* BEGIN Available data *

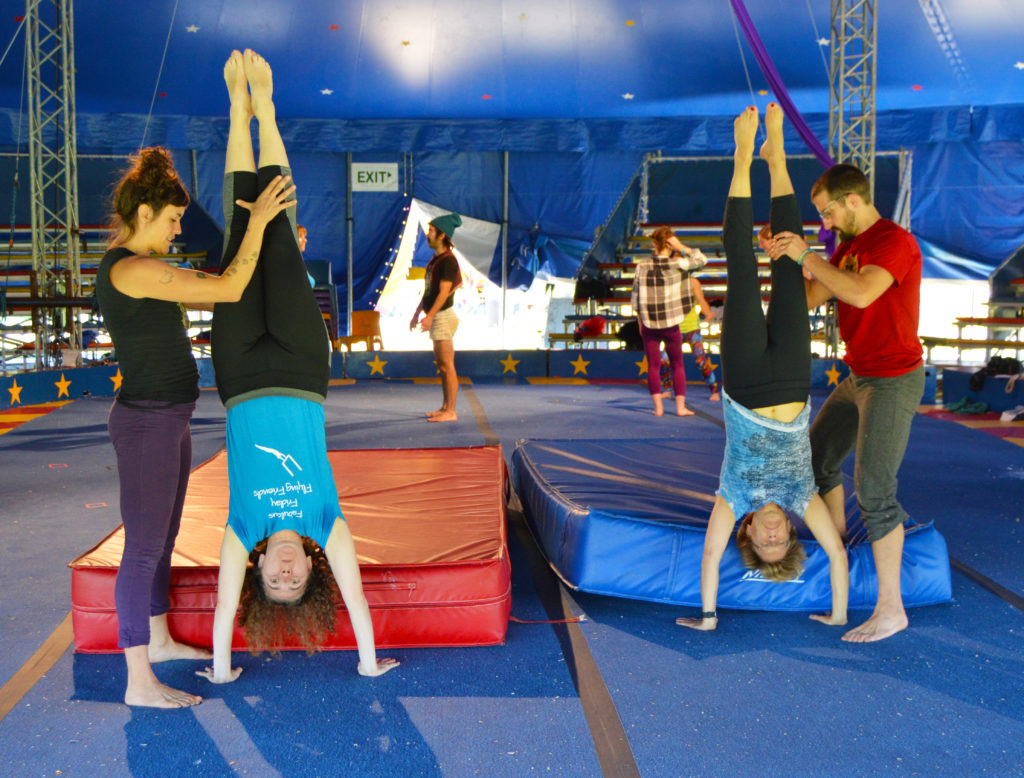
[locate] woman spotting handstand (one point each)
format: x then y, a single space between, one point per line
766 380
271 358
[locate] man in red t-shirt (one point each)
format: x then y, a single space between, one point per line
876 277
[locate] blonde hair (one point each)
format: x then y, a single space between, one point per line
786 568
659 239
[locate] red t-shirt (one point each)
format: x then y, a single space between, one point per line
882 339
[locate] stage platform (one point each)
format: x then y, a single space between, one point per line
627 518
430 533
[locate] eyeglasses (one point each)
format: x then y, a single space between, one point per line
824 212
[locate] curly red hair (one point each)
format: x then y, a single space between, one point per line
268 623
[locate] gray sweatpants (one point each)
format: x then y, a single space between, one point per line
872 416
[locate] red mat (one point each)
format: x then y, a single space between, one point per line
430 534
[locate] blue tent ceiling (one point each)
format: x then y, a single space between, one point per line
522 58
457 81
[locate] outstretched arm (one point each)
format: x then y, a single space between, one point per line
140 276
340 551
719 530
858 289
819 521
697 292
233 559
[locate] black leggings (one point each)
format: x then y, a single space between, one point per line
766 360
274 336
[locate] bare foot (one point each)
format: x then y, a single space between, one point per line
879 627
260 82
744 130
681 408
235 77
174 650
772 147
443 416
658 409
155 694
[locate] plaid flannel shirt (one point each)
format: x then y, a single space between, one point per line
662 296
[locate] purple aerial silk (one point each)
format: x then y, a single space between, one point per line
782 95
775 82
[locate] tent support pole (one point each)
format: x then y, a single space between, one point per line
348 223
505 238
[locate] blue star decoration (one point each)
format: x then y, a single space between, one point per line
833 375
15 392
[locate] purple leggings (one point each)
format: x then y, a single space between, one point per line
673 347
154 449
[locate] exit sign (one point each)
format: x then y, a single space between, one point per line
375 176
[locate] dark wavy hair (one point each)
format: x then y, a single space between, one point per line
267 623
151 180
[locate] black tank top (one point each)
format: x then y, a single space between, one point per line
150 340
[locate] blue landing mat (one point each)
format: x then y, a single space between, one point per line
628 518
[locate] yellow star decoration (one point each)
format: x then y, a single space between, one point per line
833 375
61 386
509 364
15 392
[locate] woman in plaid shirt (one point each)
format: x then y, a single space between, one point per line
662 298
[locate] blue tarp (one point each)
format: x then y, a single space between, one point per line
564 178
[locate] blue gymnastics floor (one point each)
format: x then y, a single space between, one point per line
624 692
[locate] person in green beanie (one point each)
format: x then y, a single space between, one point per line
442 278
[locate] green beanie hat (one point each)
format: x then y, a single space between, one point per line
448 223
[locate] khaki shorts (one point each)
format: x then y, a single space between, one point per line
444 325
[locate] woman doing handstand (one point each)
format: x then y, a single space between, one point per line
271 358
766 370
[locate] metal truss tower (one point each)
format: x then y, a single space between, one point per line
53 172
852 75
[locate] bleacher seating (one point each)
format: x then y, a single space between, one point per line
616 278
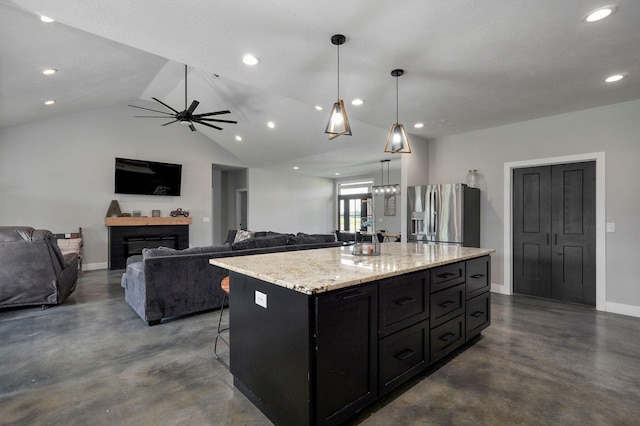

* END Available data *

## Work required
Reproduce the entries verbatim, starting at the line that contains "[locate] yellow star" and ending at the end of the entries, with both ends included. Leave the pictures out of your answer.

## Task result
[locate] yellow star decoration (one point each)
format: x then y, a single space between, one point per line
833 375
61 386
509 364
15 392
[locate] woman in plaid shirt (one point each)
format: x then y, a single space between, one point per line
662 298
[locate] blue tarp (one point each)
format: x then y, a single space between, one point per line
564 178
[locate] blue gymnastics floor (one point each)
format: x then y, a single space between, one point per line
624 692
[locate] person in green beanie (one point each)
format: x then y, a single space between, one point per line
442 278
[locate] green beanie hat (one point each)
format: x then y, a single space between, one point per line
448 223
[locate] khaki shorts (one point each)
format: x then y, a single space between, one point per line
444 325
[locate] woman doing handstand (one point each)
format: x then y, a single space between, one point per line
271 358
766 370
[locate] metal truss tower (one point each)
format: x then y, a single space between, one point per line
53 172
852 75
[locate] bleacher seating (one point each)
format: x then y, a single space between, one point per line
616 278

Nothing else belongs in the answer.